━━ SUPPLIED RECORDS ━━

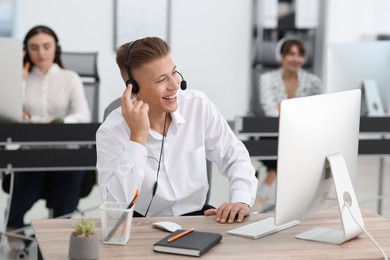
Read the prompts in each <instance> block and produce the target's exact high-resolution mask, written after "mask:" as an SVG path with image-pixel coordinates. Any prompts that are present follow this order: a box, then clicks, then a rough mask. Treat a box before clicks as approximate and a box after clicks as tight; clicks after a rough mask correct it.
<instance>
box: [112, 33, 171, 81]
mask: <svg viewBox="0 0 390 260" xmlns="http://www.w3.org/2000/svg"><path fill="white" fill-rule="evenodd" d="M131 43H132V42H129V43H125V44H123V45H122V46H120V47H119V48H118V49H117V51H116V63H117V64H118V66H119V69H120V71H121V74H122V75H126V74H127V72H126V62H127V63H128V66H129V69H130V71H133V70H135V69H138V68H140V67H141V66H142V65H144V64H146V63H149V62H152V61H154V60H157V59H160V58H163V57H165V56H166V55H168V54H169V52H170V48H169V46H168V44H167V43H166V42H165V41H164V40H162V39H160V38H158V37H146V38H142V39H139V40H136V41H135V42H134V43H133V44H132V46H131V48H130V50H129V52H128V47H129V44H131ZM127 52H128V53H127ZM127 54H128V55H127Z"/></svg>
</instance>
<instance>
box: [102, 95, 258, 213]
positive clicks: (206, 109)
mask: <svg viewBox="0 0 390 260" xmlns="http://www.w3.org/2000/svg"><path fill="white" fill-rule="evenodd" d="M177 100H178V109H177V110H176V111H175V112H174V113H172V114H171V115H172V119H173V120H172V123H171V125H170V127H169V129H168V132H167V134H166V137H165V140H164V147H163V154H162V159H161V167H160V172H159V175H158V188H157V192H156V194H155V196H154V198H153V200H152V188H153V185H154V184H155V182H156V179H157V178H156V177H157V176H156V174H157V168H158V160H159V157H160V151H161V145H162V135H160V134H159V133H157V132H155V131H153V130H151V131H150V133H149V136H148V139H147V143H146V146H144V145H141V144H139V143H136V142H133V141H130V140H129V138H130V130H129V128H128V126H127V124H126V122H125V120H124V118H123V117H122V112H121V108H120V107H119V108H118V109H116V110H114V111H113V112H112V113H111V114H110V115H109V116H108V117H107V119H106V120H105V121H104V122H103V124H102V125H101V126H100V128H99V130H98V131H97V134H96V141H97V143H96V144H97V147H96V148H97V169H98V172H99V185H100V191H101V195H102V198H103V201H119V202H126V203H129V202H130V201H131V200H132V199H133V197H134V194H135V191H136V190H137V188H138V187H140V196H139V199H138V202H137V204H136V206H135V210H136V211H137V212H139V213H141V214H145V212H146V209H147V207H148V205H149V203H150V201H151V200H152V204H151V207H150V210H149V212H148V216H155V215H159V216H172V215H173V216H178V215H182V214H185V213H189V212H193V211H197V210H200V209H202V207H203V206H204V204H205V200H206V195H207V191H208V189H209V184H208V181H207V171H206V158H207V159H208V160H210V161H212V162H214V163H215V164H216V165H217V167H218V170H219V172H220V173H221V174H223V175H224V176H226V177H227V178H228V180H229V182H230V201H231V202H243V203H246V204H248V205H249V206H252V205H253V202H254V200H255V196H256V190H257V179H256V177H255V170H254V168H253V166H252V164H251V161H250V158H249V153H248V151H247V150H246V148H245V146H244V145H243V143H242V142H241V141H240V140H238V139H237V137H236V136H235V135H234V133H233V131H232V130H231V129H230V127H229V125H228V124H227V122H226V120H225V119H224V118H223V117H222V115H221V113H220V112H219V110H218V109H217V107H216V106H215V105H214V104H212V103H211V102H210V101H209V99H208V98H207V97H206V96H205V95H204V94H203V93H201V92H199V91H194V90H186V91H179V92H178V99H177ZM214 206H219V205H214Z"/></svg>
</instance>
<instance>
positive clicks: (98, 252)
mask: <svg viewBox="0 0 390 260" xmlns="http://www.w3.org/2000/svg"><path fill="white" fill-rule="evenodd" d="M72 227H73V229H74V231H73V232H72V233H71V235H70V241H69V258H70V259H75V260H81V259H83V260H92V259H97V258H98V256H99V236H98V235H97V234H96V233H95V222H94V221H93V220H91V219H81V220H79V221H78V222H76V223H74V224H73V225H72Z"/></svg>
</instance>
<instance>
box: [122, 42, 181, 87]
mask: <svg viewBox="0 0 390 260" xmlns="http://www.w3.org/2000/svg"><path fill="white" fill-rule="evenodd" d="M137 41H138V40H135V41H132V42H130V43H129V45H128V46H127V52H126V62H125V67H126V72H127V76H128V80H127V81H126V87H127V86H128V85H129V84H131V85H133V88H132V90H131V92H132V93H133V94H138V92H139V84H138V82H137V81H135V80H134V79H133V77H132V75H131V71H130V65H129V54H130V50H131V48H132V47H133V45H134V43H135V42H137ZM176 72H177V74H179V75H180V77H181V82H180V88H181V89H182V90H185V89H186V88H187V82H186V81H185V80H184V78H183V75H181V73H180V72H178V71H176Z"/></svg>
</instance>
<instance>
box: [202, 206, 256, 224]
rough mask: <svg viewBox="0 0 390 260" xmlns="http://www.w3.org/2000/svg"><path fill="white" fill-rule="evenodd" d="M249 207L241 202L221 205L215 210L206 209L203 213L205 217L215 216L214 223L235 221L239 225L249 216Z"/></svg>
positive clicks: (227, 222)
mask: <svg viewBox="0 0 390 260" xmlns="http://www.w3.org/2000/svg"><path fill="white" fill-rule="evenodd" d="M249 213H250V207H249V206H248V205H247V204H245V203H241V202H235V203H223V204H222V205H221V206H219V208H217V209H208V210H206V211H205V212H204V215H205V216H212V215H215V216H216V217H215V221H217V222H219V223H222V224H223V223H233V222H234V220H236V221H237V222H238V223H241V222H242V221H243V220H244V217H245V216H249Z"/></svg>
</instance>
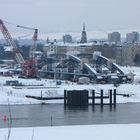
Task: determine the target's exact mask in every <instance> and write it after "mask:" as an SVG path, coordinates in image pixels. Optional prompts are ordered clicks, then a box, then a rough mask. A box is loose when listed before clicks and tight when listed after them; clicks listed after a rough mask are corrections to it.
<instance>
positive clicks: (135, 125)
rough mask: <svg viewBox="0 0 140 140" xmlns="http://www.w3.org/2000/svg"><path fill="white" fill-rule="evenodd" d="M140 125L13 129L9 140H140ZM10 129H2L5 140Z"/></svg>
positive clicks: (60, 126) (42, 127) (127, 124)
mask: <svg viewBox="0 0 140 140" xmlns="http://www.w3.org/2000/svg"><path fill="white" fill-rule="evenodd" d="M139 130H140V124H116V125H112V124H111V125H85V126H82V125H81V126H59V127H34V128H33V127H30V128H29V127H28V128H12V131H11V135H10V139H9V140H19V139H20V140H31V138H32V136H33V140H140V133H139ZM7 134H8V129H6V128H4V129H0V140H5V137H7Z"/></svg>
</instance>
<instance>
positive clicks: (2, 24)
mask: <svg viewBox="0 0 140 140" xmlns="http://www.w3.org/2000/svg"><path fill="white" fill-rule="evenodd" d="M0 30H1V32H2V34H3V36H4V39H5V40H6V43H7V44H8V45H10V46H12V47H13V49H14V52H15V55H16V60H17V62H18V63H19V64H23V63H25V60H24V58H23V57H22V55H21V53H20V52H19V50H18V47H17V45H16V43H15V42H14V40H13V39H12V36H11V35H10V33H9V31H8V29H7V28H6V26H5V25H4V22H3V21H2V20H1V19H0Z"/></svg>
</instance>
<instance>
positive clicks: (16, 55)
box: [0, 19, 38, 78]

━━━

PROBLEM DESCRIPTION —
A faithful copy of each entry is required, and no picture may be carried into it.

EXERCISE OUTPUT —
Read the prompts in each <instance> block and produce the target's exact high-resolution mask, written after "mask:" as an SVG path with image-pixel coordinates. Any prompts that are present follow this order: a box, then clicks, then a rough mask. Treat a box before clicks as approximate and a box after clicks as tight; clicks after a rough mask correct it.
<instance>
box: [112, 33, 171, 81]
mask: <svg viewBox="0 0 390 260" xmlns="http://www.w3.org/2000/svg"><path fill="white" fill-rule="evenodd" d="M131 43H132V42H129V43H125V44H123V45H122V46H120V47H119V48H118V49H117V51H116V63H117V64H118V66H119V69H120V71H121V74H122V75H126V74H127V72H126V62H127V63H128V66H129V69H130V71H133V70H135V69H138V68H140V67H141V66H142V65H144V64H146V63H149V62H152V61H154V60H157V59H160V58H163V57H165V56H166V55H168V54H169V52H170V48H169V46H168V44H167V43H166V42H165V41H164V40H162V39H160V38H158V37H146V38H142V39H139V40H136V41H135V42H134V43H133V44H132V46H131V48H130V50H129V52H128V47H129V44H131ZM127 52H128V53H127ZM127 54H128V55H127Z"/></svg>
</instance>
<instance>
box: [102, 95, 258, 213]
positive clicks: (206, 109)
mask: <svg viewBox="0 0 390 260" xmlns="http://www.w3.org/2000/svg"><path fill="white" fill-rule="evenodd" d="M177 100H178V109H177V110H176V111H175V112H174V113H172V114H171V115H172V119H173V120H172V123H171V125H170V127H169V129H168V132H167V134H166V137H165V140H164V147H163V154H162V159H161V167H160V172H159V175H158V188H157V192H156V194H155V196H154V198H153V200H152V188H153V185H154V184H155V182H156V179H157V178H156V177H157V176H156V174H157V168H158V160H159V157H160V151H161V145H162V135H160V134H159V133H157V132H155V131H153V130H151V131H150V133H149V136H148V139H147V143H146V146H144V145H141V144H139V143H136V142H133V141H130V140H129V138H130V130H129V128H128V126H127V124H126V122H125V120H124V118H123V117H122V112H121V108H120V107H119V108H118V109H116V110H114V111H113V112H112V113H111V114H110V115H109V116H108V117H107V119H106V120H105V121H104V122H103V124H102V125H101V126H100V128H99V130H98V131H97V134H96V141H97V143H96V144H97V147H96V148H97V169H98V172H99V185H100V191H101V195H102V198H103V201H119V202H126V203H129V202H130V201H131V200H132V199H133V197H134V194H135V191H136V190H137V188H138V187H140V196H139V199H138V202H137V204H136V206H135V210H136V211H137V212H139V213H141V214H145V212H146V209H147V207H148V205H149V203H150V201H151V200H152V204H151V207H150V210H149V212H148V216H155V215H159V216H172V215H173V216H178V215H182V214H185V213H189V212H193V211H197V210H200V209H202V207H203V206H204V204H205V200H206V195H207V191H208V189H209V184H208V181H207V171H206V158H207V159H208V160H210V161H212V162H214V163H215V164H216V165H217V167H218V170H219V172H220V173H221V174H223V175H224V176H226V177H227V178H228V180H229V182H230V201H231V202H243V203H246V204H248V205H249V206H252V205H253V202H254V200H255V196H256V190H257V179H256V177H255V170H254V168H253V166H252V164H251V161H250V158H249V153H248V151H247V150H246V148H245V146H244V145H243V143H242V142H241V141H240V140H238V139H237V137H236V136H235V135H234V133H233V131H232V130H231V129H230V127H229V125H228V124H227V122H226V120H225V119H224V118H223V117H222V115H221V113H220V112H219V110H218V109H217V107H216V106H215V105H214V104H212V103H211V102H210V101H209V99H208V98H207V97H206V96H205V95H204V94H203V93H201V92H199V91H194V90H186V91H179V92H178V99H177ZM214 206H219V205H214Z"/></svg>
</instance>
<instance>
positive clicks: (98, 252)
mask: <svg viewBox="0 0 390 260" xmlns="http://www.w3.org/2000/svg"><path fill="white" fill-rule="evenodd" d="M72 227H73V229H74V231H73V232H72V233H71V235H70V241H69V258H70V259H75V260H81V259H83V260H92V259H97V258H98V256H99V236H98V235H97V234H96V233H95V222H94V221H93V220H91V219H81V220H79V221H78V222H76V223H74V224H73V225H72Z"/></svg>
</instance>
<instance>
box: [122, 42, 181, 87]
mask: <svg viewBox="0 0 390 260" xmlns="http://www.w3.org/2000/svg"><path fill="white" fill-rule="evenodd" d="M137 41H138V40H135V41H132V42H130V43H129V45H128V46H127V52H126V62H125V67H126V72H127V76H128V80H127V81H126V87H127V86H128V85H129V84H131V85H133V88H132V90H131V92H132V93H133V94H138V92H139V84H138V82H137V81H135V80H134V79H133V77H132V75H131V71H130V65H129V54H130V50H131V48H132V47H133V45H134V43H135V42H137ZM176 72H177V74H179V75H180V77H181V82H180V88H181V89H182V90H185V89H186V88H187V82H186V81H185V80H184V78H183V75H181V73H180V72H178V71H176Z"/></svg>
</instance>
<instance>
box: [202, 206, 256, 224]
rough mask: <svg viewBox="0 0 390 260" xmlns="http://www.w3.org/2000/svg"><path fill="white" fill-rule="evenodd" d="M249 207L241 202L221 205L215 210L206 209L203 213L205 217L215 216L214 223L235 221L239 225L249 216Z"/></svg>
positive clicks: (227, 222)
mask: <svg viewBox="0 0 390 260" xmlns="http://www.w3.org/2000/svg"><path fill="white" fill-rule="evenodd" d="M249 213H250V207H249V206H248V205H247V204H245V203H241V202H235V203H223V204H222V205H221V206H219V208H217V209H208V210H206V211H205V212H204V215H205V216H212V215H215V216H216V217H215V221H217V222H219V223H222V224H223V223H233V222H234V220H236V221H237V222H238V223H241V222H242V221H243V220H244V217H245V216H249Z"/></svg>
</instance>
Task: determine the target's exact mask in every <instance> and write it after "mask:" as an SVG path, coordinates in image pixels. Optional prompts are ordered clicks, then a box, then a rough mask. A box is loose when listed before clicks and tight when listed after them; clicks listed after a rough mask are corrections to it.
<instance>
positive clicks: (135, 125)
rough mask: <svg viewBox="0 0 140 140" xmlns="http://www.w3.org/2000/svg"><path fill="white" fill-rule="evenodd" d="M140 125L13 129L9 140H140ZM10 129H2L5 140Z"/></svg>
positive clicks: (60, 126) (42, 127) (127, 124)
mask: <svg viewBox="0 0 140 140" xmlns="http://www.w3.org/2000/svg"><path fill="white" fill-rule="evenodd" d="M139 130H140V124H116V125H112V124H111V125H85V126H82V125H81V126H59V127H34V128H33V127H30V128H29V127H28V128H12V131H11V135H10V139H9V140H19V139H20V140H31V138H32V136H33V140H140V133H139ZM7 134H8V129H6V128H4V129H0V140H5V137H7Z"/></svg>
</instance>
<instance>
positive clicks: (2, 24)
mask: <svg viewBox="0 0 140 140" xmlns="http://www.w3.org/2000/svg"><path fill="white" fill-rule="evenodd" d="M0 30H1V32H2V34H3V36H4V39H5V40H6V43H7V44H8V45H10V46H12V47H13V49H14V52H15V55H16V60H17V62H18V63H19V64H23V63H25V60H24V58H23V57H22V55H21V53H20V52H19V50H18V47H17V45H16V43H15V42H14V40H13V39H12V36H11V35H10V33H9V31H8V29H7V28H6V26H5V25H4V22H3V21H2V20H1V19H0Z"/></svg>
</instance>
<instance>
positive clicks: (16, 55)
box: [0, 19, 38, 78]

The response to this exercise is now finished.